**Task goal:** Collect each line in the entries below that contains the string "mast". Case counts.

**Task data:**
· · · ·

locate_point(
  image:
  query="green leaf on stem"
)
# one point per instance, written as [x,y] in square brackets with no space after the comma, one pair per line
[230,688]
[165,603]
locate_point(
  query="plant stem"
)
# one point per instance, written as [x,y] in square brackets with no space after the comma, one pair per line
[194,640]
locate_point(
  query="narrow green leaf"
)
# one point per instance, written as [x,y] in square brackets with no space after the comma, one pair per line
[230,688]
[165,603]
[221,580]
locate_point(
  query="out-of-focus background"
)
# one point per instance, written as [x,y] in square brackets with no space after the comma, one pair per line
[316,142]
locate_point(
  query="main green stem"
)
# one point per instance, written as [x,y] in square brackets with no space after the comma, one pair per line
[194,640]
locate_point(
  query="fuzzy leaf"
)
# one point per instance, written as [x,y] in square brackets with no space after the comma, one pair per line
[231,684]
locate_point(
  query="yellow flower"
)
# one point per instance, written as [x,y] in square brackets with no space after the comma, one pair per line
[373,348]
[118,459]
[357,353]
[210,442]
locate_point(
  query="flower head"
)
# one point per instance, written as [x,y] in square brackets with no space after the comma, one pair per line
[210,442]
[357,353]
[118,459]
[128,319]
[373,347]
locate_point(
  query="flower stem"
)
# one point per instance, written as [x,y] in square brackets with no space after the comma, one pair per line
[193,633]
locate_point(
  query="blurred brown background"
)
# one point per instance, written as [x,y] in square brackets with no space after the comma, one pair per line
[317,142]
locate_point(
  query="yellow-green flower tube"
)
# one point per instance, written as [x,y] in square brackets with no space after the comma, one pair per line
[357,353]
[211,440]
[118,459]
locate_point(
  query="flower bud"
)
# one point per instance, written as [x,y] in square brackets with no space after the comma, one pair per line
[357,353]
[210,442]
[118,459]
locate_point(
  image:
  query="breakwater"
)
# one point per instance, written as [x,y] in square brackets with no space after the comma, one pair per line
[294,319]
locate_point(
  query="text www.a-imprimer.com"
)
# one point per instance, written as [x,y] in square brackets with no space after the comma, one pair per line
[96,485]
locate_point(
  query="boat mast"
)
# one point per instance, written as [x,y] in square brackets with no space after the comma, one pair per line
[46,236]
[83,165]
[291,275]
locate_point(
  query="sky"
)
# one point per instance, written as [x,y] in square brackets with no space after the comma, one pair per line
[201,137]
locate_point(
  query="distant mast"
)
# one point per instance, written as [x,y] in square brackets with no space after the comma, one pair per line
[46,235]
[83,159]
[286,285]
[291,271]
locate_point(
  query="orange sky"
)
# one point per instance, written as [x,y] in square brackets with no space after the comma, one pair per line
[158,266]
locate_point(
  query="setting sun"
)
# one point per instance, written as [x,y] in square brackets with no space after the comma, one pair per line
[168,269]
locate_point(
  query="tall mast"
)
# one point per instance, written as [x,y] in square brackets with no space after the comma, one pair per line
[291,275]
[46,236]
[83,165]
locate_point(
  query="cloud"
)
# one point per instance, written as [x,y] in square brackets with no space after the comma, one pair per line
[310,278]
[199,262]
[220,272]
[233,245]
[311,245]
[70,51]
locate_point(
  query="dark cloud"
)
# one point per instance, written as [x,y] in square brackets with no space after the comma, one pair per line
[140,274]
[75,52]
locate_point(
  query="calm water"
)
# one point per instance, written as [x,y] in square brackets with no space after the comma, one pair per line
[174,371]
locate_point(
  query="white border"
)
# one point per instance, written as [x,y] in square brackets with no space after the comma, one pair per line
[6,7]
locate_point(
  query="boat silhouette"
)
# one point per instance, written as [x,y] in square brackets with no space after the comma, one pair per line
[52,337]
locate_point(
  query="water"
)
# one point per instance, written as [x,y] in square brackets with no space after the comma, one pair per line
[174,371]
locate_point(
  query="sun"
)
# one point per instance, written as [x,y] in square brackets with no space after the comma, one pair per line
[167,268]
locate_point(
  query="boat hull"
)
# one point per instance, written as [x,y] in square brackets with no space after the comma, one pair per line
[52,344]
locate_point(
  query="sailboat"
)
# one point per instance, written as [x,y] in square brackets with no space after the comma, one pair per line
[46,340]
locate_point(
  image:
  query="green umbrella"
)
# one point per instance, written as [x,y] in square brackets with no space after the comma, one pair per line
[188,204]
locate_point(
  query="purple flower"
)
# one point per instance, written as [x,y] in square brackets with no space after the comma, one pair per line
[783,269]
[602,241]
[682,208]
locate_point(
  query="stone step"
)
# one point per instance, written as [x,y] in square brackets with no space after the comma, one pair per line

· · · ·

**Expected answer:**
  query="boat mast"
  query="distant mast"
  query="tall mast"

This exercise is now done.